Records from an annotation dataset

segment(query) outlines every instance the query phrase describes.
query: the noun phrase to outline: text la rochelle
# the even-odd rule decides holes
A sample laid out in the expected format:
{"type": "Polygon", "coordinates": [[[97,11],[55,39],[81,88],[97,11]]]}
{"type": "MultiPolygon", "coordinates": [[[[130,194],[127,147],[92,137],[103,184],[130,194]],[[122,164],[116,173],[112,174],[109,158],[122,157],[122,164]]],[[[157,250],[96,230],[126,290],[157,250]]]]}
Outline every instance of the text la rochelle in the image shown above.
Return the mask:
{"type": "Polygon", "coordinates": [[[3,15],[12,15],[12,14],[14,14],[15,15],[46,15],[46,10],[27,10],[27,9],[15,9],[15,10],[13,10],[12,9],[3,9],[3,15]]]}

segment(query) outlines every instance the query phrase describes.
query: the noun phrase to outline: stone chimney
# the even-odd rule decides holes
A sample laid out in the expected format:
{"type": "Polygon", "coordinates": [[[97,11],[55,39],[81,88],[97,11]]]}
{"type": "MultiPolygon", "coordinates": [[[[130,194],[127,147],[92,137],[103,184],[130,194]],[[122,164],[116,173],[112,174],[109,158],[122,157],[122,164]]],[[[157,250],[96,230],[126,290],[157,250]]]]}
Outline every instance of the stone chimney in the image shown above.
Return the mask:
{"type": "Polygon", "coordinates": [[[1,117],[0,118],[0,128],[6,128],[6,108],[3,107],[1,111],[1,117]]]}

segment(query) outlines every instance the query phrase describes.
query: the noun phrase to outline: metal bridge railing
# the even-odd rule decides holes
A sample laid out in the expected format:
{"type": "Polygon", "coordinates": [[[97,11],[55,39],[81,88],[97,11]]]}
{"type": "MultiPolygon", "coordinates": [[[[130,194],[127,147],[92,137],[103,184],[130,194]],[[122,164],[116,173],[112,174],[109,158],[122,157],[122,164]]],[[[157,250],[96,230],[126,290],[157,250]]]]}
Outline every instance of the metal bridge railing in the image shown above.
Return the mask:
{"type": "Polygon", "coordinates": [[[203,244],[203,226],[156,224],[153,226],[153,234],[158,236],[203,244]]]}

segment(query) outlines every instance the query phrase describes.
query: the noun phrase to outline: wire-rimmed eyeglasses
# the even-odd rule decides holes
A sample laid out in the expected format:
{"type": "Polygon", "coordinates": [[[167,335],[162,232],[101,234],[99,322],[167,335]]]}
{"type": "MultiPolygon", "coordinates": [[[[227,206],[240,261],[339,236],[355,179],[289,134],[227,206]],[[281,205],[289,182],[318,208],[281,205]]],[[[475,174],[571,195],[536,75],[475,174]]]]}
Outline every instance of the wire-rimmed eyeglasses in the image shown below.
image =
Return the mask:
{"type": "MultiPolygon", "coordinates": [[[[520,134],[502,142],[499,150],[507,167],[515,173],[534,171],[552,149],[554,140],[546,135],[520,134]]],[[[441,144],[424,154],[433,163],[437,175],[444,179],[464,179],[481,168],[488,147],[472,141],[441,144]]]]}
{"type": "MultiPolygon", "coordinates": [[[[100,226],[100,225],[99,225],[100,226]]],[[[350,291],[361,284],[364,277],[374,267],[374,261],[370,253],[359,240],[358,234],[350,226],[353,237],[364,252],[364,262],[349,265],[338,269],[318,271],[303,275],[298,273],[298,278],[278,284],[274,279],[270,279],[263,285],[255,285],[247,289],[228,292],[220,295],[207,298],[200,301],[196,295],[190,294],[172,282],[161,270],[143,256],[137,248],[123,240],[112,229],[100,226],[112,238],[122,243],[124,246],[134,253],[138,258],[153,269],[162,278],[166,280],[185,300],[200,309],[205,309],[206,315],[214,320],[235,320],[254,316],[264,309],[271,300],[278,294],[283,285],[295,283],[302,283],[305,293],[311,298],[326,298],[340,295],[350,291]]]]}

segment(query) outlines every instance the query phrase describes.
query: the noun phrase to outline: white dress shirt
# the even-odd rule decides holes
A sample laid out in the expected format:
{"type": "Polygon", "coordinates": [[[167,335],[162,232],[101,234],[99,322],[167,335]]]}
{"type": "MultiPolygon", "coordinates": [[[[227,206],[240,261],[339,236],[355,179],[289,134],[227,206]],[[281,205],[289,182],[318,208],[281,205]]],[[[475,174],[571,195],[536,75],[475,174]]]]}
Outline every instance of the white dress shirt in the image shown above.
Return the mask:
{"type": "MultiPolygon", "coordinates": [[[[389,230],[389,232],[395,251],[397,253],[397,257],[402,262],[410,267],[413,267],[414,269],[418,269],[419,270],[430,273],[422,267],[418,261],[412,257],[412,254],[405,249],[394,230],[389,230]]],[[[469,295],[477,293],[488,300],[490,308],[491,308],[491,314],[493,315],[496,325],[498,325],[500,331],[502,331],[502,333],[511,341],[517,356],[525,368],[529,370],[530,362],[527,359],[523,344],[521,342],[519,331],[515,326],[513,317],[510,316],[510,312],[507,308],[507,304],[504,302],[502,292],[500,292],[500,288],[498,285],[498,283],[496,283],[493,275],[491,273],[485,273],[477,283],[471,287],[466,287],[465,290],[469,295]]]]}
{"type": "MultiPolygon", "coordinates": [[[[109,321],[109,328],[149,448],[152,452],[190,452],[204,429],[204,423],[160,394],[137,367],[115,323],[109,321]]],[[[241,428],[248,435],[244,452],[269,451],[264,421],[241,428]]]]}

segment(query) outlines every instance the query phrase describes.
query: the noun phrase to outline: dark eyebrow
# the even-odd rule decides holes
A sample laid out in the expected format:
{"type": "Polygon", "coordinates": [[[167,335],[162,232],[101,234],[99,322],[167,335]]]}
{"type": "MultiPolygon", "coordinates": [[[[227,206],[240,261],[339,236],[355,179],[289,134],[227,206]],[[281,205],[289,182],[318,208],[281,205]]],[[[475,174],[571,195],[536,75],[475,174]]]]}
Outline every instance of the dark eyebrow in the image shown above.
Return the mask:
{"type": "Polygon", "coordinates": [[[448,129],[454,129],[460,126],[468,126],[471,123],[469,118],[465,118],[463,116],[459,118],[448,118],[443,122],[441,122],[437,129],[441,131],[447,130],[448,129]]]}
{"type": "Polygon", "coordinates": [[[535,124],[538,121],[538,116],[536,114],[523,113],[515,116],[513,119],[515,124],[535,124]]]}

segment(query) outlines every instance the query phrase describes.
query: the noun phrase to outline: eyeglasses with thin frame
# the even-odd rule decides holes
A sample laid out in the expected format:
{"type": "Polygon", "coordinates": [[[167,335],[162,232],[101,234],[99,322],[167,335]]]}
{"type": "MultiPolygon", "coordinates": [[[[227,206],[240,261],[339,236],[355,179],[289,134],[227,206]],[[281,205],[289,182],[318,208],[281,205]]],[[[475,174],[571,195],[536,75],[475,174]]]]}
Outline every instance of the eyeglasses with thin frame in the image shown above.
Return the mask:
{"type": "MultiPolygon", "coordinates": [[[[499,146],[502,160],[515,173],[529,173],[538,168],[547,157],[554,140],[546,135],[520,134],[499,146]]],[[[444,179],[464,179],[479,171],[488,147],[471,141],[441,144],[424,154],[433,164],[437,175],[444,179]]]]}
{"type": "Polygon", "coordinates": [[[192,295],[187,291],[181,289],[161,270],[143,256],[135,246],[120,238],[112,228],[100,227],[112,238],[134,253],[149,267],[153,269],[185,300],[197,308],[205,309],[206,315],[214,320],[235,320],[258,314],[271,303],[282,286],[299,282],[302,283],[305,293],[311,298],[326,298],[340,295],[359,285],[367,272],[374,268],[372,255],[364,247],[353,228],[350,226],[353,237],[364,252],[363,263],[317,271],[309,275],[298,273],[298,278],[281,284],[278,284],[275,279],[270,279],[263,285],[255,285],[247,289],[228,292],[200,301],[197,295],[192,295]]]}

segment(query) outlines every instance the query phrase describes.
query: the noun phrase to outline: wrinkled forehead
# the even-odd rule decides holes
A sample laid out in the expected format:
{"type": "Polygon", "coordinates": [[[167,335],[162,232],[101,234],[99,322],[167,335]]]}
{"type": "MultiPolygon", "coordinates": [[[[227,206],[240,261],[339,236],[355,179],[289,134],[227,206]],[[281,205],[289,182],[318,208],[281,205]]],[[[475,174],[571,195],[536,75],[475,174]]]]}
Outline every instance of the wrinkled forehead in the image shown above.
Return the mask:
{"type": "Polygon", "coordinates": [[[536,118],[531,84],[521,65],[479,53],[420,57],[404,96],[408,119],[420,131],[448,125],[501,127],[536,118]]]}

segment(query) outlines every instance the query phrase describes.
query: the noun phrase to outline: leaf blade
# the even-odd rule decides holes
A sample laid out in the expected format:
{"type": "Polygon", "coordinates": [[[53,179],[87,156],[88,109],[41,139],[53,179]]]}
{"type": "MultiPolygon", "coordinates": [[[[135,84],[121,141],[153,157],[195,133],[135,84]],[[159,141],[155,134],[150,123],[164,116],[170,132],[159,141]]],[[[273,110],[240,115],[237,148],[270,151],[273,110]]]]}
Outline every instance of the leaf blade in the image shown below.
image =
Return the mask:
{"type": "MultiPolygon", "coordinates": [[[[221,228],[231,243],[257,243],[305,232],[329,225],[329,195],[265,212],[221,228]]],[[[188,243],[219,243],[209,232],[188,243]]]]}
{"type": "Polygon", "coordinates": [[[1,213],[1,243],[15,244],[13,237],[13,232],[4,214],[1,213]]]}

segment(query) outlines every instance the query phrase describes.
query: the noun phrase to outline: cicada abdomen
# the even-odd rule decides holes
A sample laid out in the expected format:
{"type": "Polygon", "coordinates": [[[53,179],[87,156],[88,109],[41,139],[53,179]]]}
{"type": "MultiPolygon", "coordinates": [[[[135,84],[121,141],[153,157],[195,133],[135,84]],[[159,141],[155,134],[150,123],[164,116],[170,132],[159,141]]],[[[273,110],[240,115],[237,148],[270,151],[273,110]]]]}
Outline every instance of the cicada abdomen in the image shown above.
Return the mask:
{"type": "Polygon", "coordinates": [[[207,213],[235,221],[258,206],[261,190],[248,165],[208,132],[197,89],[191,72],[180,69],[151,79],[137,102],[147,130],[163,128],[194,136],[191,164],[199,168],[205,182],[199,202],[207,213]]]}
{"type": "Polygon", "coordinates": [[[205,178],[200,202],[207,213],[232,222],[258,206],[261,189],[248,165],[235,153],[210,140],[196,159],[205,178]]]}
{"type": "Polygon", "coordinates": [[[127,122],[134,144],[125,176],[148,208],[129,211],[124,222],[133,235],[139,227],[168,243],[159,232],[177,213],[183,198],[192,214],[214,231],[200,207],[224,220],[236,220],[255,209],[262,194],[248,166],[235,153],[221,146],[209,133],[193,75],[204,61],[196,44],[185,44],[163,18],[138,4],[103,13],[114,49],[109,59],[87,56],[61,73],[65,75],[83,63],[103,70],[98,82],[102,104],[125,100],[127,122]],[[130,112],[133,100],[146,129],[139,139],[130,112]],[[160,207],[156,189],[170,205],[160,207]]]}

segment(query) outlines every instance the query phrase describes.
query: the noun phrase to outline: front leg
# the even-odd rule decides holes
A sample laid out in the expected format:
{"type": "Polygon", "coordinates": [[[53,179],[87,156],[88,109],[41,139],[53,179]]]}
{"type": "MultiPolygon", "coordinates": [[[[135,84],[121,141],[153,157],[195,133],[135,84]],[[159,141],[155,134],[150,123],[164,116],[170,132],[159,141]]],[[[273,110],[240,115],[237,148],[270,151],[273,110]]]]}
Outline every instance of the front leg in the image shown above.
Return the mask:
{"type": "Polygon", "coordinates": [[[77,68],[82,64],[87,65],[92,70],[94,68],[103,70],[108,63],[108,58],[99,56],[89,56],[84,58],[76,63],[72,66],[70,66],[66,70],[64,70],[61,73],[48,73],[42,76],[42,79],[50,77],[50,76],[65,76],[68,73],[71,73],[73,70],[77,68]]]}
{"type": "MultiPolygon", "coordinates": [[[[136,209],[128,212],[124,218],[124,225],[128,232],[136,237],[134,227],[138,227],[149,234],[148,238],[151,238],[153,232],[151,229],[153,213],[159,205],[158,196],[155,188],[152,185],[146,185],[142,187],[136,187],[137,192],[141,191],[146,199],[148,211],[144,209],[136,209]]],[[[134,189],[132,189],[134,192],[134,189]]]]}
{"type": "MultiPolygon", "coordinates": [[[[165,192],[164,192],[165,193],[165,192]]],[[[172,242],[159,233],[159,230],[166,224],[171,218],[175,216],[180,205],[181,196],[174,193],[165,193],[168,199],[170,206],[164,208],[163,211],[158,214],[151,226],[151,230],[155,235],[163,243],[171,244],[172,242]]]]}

:: DO THIS ::
Identify every line in the rows above that contains the string "rimmed", matching case exactly, and copy each such line.

:: RESPONSE TO THE EXERCISE ::
query: the noun phrase to outline: wire-rimmed eyeglasses
Outline every instance of the wire-rimmed eyeglasses in the image shown below.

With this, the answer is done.